STATED PROBLEM: Repeat the lines beginning at the one with "dark background, which" and running to the end of the material, keeping the first and last of them, exactly as they appear.

[Excerpts of pointing data]
((

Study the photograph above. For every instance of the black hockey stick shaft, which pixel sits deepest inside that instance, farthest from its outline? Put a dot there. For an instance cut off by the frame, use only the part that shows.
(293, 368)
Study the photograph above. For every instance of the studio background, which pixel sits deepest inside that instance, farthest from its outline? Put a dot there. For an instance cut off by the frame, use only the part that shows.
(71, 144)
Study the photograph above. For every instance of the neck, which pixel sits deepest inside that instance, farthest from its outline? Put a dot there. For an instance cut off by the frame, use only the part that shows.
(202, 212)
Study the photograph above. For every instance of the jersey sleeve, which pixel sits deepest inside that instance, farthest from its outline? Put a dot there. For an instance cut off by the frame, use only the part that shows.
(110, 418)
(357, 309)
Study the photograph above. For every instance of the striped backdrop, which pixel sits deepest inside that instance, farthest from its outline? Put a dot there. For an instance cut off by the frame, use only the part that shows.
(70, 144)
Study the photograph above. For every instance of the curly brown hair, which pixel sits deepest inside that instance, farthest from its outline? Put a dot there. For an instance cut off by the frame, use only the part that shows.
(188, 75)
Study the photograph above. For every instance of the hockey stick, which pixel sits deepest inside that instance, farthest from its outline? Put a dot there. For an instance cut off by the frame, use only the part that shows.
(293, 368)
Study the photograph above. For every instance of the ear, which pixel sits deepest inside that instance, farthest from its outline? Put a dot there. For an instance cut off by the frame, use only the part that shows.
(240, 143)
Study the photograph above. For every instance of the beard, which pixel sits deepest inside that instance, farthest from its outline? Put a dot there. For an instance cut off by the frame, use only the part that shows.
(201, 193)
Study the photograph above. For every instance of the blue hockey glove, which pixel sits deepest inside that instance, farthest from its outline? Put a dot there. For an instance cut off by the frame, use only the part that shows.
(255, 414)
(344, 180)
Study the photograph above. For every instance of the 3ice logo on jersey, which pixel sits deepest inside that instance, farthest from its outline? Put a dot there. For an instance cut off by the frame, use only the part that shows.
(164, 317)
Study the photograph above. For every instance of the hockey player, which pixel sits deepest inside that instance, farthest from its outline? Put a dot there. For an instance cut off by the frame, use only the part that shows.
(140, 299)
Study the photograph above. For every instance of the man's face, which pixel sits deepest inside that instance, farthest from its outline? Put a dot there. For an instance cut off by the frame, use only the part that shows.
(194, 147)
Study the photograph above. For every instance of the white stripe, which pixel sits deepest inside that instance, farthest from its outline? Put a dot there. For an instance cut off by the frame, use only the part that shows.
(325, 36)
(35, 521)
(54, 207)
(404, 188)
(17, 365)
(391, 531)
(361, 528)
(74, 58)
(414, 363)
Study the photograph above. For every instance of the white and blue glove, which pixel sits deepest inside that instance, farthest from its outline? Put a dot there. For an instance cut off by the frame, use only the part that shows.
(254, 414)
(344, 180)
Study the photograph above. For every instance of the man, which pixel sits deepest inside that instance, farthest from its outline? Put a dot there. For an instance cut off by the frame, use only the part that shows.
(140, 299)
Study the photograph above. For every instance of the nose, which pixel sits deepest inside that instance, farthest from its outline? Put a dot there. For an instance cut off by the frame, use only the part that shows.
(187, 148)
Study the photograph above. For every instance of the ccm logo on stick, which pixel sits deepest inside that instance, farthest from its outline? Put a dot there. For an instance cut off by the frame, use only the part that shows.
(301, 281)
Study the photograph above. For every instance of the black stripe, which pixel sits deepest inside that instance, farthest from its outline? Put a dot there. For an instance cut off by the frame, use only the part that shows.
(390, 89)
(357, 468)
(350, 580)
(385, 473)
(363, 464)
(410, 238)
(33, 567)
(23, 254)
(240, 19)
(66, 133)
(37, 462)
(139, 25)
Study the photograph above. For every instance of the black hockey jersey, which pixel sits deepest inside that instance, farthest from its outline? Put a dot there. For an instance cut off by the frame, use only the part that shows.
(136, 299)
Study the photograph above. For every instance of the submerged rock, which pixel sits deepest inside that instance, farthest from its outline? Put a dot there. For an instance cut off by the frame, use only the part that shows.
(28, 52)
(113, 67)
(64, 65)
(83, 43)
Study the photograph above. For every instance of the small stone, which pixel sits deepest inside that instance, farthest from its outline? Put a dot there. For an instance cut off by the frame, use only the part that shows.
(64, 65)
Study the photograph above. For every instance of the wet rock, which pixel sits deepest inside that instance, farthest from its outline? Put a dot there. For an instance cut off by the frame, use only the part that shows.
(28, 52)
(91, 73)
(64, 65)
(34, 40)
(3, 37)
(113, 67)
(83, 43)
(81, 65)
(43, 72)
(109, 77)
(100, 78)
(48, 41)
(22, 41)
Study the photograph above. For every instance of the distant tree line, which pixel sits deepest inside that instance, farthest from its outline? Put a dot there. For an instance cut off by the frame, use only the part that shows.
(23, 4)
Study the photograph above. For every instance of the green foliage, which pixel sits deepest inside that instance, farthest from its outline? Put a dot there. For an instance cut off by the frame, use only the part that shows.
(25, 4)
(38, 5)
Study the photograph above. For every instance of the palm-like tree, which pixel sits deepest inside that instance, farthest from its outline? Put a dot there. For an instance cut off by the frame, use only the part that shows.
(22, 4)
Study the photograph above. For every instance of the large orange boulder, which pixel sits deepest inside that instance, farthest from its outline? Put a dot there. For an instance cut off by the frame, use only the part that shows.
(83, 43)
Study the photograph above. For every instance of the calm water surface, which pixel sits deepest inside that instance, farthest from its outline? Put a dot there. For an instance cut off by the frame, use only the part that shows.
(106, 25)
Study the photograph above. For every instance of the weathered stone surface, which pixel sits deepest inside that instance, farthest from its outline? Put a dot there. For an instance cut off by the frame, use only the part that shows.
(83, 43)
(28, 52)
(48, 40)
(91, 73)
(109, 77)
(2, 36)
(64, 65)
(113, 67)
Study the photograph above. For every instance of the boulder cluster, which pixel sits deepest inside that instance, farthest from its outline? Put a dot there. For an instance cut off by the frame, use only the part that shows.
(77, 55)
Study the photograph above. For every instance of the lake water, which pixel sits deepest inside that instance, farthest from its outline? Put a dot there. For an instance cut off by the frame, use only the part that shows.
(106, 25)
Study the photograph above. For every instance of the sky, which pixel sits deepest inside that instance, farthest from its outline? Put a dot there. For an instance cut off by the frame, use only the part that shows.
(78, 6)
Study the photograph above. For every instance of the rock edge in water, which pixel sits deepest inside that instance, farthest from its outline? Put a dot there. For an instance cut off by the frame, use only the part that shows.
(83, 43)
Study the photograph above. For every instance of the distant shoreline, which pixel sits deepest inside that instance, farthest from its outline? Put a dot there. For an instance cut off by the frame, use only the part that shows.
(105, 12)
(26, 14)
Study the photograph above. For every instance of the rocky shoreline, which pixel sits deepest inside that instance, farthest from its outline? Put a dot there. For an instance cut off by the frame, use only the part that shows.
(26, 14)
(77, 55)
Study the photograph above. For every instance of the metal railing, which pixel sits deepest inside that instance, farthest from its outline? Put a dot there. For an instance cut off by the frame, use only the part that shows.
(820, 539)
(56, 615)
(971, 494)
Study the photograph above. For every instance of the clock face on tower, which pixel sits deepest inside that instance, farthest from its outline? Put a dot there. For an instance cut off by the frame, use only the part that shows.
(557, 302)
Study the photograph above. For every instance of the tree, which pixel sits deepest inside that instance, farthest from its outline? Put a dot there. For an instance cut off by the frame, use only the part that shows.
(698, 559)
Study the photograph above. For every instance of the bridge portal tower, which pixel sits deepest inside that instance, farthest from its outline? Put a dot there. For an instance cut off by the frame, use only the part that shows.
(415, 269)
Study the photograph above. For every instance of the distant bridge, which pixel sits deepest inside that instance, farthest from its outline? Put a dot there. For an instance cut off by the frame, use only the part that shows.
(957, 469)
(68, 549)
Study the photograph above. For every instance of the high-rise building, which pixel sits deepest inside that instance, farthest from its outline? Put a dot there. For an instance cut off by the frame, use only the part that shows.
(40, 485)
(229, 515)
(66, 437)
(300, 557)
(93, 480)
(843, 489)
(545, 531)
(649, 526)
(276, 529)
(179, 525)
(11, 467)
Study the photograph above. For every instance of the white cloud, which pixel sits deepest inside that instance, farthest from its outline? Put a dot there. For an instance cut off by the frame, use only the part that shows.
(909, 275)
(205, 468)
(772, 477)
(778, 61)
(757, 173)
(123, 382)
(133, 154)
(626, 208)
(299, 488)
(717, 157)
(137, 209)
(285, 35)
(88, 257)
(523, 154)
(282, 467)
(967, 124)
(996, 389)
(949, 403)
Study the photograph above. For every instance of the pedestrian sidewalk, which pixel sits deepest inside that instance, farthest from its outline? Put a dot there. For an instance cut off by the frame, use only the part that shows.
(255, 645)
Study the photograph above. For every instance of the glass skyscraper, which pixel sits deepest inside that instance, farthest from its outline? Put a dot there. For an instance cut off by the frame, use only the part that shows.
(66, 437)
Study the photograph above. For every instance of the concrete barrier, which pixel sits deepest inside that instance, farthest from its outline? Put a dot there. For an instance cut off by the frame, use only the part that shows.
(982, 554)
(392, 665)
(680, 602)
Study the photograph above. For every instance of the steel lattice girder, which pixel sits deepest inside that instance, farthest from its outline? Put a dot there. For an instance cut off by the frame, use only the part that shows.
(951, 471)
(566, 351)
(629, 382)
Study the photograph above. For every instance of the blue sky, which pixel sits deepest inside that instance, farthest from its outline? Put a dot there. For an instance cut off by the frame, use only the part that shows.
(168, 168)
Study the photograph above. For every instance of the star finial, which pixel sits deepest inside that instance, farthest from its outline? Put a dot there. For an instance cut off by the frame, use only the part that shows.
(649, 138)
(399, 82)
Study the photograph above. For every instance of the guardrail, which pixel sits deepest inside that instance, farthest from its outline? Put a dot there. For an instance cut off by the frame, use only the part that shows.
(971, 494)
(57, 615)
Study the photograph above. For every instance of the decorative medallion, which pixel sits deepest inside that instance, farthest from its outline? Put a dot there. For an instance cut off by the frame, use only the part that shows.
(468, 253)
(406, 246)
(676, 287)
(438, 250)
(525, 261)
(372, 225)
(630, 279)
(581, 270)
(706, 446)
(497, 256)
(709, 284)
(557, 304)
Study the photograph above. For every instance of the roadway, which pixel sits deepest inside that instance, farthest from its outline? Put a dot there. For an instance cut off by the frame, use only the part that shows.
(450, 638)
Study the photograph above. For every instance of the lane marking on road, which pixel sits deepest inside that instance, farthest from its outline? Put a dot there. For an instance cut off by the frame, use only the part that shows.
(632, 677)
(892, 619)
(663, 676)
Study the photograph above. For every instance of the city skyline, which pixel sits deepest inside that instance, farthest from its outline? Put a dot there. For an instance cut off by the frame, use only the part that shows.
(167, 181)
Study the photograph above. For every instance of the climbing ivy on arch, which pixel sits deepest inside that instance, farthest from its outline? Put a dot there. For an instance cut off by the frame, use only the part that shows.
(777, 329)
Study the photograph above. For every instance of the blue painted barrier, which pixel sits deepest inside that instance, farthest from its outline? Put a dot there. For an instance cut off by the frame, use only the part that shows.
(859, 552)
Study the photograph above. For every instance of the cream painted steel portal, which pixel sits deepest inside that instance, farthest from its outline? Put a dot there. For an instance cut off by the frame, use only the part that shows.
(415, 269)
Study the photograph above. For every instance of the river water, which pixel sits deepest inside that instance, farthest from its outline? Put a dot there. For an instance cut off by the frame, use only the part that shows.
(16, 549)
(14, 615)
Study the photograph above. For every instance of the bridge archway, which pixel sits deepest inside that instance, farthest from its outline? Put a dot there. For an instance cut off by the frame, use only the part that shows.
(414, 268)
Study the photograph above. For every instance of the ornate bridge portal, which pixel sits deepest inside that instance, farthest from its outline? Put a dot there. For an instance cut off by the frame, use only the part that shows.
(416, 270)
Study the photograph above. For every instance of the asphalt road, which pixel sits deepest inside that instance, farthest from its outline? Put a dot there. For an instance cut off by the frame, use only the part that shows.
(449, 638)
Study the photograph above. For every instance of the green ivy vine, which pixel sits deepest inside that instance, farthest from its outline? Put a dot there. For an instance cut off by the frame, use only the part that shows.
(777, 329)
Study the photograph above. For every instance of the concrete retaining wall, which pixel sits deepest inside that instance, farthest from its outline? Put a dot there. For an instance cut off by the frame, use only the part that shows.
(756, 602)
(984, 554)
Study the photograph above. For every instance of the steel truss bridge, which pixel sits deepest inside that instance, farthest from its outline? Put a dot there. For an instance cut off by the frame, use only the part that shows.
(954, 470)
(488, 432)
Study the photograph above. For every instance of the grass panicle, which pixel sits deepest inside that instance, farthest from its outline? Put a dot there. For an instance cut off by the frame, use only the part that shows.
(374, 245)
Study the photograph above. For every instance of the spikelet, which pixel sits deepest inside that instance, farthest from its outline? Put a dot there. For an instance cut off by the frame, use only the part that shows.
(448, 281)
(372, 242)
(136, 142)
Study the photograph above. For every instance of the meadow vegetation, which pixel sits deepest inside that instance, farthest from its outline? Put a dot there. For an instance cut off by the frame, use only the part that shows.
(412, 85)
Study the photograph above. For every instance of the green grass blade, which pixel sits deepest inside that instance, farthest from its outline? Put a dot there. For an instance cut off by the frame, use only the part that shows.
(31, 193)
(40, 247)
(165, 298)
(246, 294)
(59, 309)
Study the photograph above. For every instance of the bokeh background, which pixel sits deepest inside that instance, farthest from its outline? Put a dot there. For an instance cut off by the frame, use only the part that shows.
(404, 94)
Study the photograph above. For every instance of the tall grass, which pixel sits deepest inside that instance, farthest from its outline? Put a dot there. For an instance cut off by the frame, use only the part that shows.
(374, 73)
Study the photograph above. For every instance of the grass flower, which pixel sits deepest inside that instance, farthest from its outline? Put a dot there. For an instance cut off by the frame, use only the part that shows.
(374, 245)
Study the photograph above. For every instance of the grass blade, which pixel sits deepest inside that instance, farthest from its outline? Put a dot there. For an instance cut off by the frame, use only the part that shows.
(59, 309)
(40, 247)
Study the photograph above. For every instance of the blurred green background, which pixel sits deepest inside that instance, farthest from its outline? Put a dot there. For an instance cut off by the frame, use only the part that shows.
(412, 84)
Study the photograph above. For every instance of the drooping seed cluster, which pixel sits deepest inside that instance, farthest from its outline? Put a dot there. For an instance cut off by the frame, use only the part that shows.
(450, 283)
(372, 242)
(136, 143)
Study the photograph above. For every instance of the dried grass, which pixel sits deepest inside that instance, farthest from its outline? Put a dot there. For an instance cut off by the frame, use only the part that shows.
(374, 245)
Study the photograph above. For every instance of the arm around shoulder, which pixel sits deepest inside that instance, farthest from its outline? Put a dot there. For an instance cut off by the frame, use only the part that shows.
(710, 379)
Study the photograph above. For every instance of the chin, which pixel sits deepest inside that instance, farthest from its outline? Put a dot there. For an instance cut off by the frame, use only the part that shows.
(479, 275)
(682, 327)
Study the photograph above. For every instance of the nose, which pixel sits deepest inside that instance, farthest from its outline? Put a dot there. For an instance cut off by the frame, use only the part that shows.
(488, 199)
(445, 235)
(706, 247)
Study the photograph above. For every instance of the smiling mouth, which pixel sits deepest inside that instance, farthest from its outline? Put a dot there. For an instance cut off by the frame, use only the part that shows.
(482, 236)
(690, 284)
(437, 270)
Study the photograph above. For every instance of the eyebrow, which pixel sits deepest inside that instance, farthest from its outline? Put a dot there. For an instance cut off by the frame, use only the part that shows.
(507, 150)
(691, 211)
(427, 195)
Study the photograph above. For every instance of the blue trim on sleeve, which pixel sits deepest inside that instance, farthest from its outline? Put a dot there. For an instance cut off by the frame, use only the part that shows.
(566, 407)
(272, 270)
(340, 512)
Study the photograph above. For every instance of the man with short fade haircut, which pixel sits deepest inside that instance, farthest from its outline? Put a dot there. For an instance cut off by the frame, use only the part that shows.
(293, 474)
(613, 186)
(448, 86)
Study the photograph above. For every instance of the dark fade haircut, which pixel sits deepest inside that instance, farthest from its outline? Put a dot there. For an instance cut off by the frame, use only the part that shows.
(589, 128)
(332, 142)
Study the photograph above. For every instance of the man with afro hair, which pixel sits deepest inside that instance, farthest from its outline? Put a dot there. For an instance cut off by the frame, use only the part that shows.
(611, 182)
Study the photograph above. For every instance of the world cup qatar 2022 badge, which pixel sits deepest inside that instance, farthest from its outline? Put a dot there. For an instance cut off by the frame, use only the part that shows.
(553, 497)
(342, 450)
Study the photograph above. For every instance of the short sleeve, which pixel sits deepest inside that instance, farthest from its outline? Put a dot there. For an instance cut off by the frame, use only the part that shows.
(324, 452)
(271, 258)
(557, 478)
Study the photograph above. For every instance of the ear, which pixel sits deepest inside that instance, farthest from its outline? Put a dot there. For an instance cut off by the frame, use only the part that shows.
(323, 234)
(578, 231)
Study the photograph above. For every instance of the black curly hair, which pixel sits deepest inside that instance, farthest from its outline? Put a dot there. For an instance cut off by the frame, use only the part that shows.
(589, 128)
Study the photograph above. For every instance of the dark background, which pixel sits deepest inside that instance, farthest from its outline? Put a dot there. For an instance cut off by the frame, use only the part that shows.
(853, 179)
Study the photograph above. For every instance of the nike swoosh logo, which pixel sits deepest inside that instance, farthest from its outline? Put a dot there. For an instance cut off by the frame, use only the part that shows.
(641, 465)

))

RESULT:
Study the photograph above. For every instance of the dark background, which pixel sits deepest inside that instance, farthest from its outline? Put a dot there. For an instance cut off by the frame, use only the part that shows.
(853, 179)
Study the photograph above. For every instance of the nike swoosh logo, which pixel sits deepest inside that instance, farthest from its outline? Put a dot there. For an instance cut off by the frame, use only the part that shows.
(641, 465)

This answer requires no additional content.